== Rows ==

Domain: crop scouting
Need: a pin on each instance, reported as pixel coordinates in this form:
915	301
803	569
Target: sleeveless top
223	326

===
== Rows ==

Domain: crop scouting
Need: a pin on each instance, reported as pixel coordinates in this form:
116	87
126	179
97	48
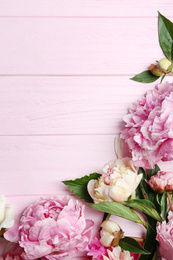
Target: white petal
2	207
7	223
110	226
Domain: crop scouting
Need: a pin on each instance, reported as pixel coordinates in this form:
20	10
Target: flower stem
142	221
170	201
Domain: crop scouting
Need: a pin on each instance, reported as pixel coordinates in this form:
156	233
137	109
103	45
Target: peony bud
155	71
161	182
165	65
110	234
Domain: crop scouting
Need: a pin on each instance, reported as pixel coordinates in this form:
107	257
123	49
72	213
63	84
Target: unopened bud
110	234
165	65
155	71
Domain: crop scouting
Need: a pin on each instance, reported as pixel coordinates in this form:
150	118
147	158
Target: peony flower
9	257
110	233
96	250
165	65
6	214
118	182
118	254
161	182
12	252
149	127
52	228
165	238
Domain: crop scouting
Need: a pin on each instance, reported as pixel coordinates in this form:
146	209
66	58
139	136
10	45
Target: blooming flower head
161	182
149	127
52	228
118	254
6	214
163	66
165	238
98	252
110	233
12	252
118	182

===

→ **Written problem**
How many lines of the records above contain the string "Target", matching case exactly? Reply with the number only.

→ **Exercise response**
7